Passage given.
+++
Business means big bucks for any state that can lure a company to their borders. With the arrival of a new business, it typically signals new jobs and tax revenues for that state. Therefore, the incentive for states to offer elaborate tax refund packages is great. However, as many critics of such tax incentives will agree, this is only a short-term fix, and can often backfire.
Case and point is Florida. In 1996, Florida lured a major credit card company with the promise of a $4 million tax refund package in exchange for the company building a new credit card call center in Tampa, Florida. Oh, sunny days! But wait…lawmakers were shocked to recently learn that the company intends to close the call center and lay off its 1100 workers.
The Tax Foundation argues that in order to attract businesses long-term, states need to focus on good tax fundamentals rather than short-term abatements and exemptions designed to lure high-profile companies from other states. In their State Business Tax Climate Index, they rate individual states in terms of their business tax climates.
+++
Set of tasks.
• a. According to the passage on state business tax incentives, how many workers will be laid off when the Tampa call center closes?
• b. Carry on the passage about state tax incentives for businesses from where it stops.

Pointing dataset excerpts
+++
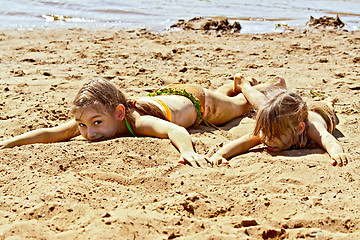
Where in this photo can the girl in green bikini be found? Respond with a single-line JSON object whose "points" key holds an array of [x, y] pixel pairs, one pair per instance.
{"points": [[102, 112]]}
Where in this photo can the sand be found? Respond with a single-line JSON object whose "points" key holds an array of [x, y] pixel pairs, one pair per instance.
{"points": [[133, 188]]}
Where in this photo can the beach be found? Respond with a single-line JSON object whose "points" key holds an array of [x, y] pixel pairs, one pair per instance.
{"points": [[133, 188]]}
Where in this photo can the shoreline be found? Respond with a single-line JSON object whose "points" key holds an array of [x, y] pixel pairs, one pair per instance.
{"points": [[133, 187]]}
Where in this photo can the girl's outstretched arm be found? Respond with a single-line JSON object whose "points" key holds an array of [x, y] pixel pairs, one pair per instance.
{"points": [[60, 133], [318, 133], [179, 136], [233, 148]]}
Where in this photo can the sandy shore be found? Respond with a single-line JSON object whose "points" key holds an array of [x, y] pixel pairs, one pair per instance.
{"points": [[133, 188]]}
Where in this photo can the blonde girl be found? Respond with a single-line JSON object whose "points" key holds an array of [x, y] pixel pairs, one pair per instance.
{"points": [[284, 120], [101, 112]]}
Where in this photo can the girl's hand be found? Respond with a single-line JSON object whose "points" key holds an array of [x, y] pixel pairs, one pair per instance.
{"points": [[195, 160], [340, 159], [217, 160]]}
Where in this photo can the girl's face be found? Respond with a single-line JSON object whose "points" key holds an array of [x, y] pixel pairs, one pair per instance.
+++
Answers for this exercise.
• a. 1100 workers.

• b.
To make the best business tax climate list, the state needs to be able to raise sufficient revenue without imposing one of the three major state taxes such as sales tax, personal income tax, and/or corporate income tax. For the honor of sitting on the worst business tax climate state list, the state needs to posses an inhospitable tax climate usually illustrated by complex multi-rate taxes or taxes that were well above average. So, who are the best and the worst states in terms of business tax climate?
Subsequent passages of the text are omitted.